§ Tugas yang Dikerjakan:
1. Menurut teks tentang sambungan balok-kolom, mengapa SNI 03-2847-02 pada dasarnya tidak merekomendasikan metode pengangkuran dari guideline DPU, yaitu menanam bagian tekukan tulangan sedalam 40xD?
2. Ketik ulang semua baris entri di bawah tanpa mengubah satu karakter pun.

***** Kutipan Teks

Berdasarkan SNI 03-2847-02, ukuran join pada sambungan balok-kolom interior haruslah
minimum 20xD (D adalah diameter tulangan lentur balok yang ditanam). Sedangkan
untuk sambungan balok kolom eksterior, ukuran join tersebut dapat dikurangi
hingga 15xD + C (dimana C adalah tebal selimut beton) bila daerah join
eksterior tersebut dikekang secara memadai oleh tulangan lateral (ACI-ASCE 352,
2002 dan ACI 318, 2008). Bilamana ukuran geometri join tidak memadai, maka ada beberapa
cara yang dapat ditempuh, yaitu:
-
Memperbesar ukuran geometri join
dengan memberi haunch (perbesaran) diujung-ujung balok yang merangka ke join
balok-kolom. Dengan cara ini, penampang kritis balok (atau kolom) bergeser dari
muka kolom (atau muka balok) ke pangkal daerah haunch.
-
Memberi balok tambahan (stub beam)
sebagai perpanjangan daerah join. Cara ini hanya dapat dilakukan pada join
balok kolom eksterior. Dengan metoda ini, tulangan lentur balok dapat diangkur
pada daerah stub beam.
-
Memberi kolom tambahan sebagai
perpanjangan daerah join knee (join
antara kolom dengan balok ring atap). Dengan cara ini, tulangan lentur kolom
dapat diangkur pada daerah kolom tambahan.
Cara
yang pertama diindikasikan oleh Priestley (1997) sebagai cara yang terbaik.
Menurut Priestley, perilaku join eksterior yang tulangan baloknya ditanam
didaerah inti join pada dasarnya lebih baik daripada perilaku join yang
tulangan baloknya ditanam diluar daerah inti join.
- Pengangkuran
tulangan lentur balok (atau kolom) ke dalam kolom (atau balok).
Cara
ini direkomendasikan pada guideline DPU
untuk mengatasi masalah ukuran geometri join yang tidak memadai untuk
pengangkuran tulangan lentur balok ataupun kolom. Berdasarkan guideline DPU tersebut, tulangan lentur
balok harus ditekuk, dengan bagian tekukan ditanam sedalam 40xD kedalam kolom
bawah (D adalah diameter tulangan lentur balok). Hal yang sama berlaku untuk
penanaman tulangan kolom. Metoda ini pada dasarnya tidak direkomendasikan dalam
aturan SNI 03-2847-02. Hal ini disebabkan karena arah gaya aksi pada baja
tulangan sebagian besar ditahan oleh gaya yang tidak searah yang dihasilkan
oleh bagian tekukan tulangan. Berdasarkan SNI 03-2847-02, transfer geser pada
tulangan berkait diutamakan sebagian besar terjadi pada bagian lurus tulangan
sebelum ditekuk, dengan panjang bagian lurus yang tidak boleh kurang daripada
20xD atau ldh = 100 D/√fc’. Dengan metoda SNI ini,
arah gaya aksi dan sebagian besar gaya penahan pada dasarnya tetap segaris.

**********
***** Data Tugas

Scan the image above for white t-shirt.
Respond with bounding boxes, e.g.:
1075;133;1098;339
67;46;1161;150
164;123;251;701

**********

§ Jawaban Berikut:
1. Pada metode itu, arah gaya aksi pada baja tulangan sebagian besar ditahan oleh gaya yang tidak searah, yang dihasilkan oleh bagian tekukan tulangan. SNI 03-2847-02 mengutamakan transfer geser sebagian besar terjadi pada bagian lurus tulangan sebelum ditekuk. Dengan begitu, arah gaya aksi dan sebagian besar gaya penahan tetap segaris.

2.
Scan the image above for white t-shirt.
Respond with bounding boxes, e.g.:
1075;133;1098;339
67;46;1161;150
164;123;251;701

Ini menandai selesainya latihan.